## [Task brief]
Could you rescale the rows between the lines holding "like x=695 y=380." and "x=319 y=150", inclusive, repeating every line in that span with the requests and their format samples unchanged, but with each answer's x and y coordinates multiplied by 0.5 and rounded to whole numbers, halves up? Return only those lines.

## [Records provided]
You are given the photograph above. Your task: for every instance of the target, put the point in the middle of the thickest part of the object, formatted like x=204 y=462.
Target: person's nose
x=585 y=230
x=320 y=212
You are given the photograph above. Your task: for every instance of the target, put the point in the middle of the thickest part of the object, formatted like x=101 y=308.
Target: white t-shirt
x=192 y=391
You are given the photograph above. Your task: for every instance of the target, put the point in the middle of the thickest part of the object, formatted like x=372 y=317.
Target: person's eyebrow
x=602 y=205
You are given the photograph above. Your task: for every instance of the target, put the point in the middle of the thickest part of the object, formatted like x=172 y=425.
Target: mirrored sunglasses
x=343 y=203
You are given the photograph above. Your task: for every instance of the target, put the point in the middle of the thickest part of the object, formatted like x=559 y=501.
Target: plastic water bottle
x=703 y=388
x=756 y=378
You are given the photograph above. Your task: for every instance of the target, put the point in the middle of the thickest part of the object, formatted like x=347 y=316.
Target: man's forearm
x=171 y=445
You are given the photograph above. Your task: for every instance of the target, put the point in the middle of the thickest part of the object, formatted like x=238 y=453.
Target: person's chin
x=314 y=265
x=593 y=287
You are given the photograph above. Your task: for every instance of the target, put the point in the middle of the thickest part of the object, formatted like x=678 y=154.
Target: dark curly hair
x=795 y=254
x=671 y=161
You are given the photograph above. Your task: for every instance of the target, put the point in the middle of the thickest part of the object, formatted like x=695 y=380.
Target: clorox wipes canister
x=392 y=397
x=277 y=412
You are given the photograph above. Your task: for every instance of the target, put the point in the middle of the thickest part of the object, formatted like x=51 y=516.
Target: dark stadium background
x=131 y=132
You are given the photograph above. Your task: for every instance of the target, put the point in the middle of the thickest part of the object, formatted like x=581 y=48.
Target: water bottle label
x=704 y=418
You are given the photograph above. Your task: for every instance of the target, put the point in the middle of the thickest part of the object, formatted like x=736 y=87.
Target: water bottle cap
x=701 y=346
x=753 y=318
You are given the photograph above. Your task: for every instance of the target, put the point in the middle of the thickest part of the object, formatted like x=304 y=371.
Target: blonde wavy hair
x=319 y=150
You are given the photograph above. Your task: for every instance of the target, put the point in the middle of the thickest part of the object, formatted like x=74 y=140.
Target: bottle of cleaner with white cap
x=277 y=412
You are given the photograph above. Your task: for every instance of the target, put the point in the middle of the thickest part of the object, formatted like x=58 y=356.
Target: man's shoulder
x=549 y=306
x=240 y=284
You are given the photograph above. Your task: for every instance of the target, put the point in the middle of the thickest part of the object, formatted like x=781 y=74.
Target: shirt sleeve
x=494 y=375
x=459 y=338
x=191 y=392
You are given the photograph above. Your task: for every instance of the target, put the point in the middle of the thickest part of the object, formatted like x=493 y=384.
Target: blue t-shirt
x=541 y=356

## [Problem solution]
You are given the photograph above. Your task: for every instance of the target, put the point in the middle of the thickest part of the object, formatted like x=695 y=380.
Target: clorox wipes canister
x=196 y=199
x=139 y=206
You are given the photograph above. Your task: for every instance of the target, put the point in the middle of the thickest part of the object, formatted like x=51 y=516.
Target: dark stadium background
x=66 y=66
You are given the photograph above. Your task: for every instance of the target, put the point in the middle of the thickest part of the object, formatted like x=581 y=48.
Target: water bottle label
x=352 y=209
You are given the photograph above. Your task: for every instance of the target, put the point in the middle of the thickest part of the object, formatted like x=736 y=87.
Target: water bottle cap
x=351 y=173
x=377 y=159
You are given the photograph above. Your task: for every instance of the target, put the point in the middle of the thickest part of the object, formatted like x=304 y=371.
Target: blonde wavy hair
x=160 y=75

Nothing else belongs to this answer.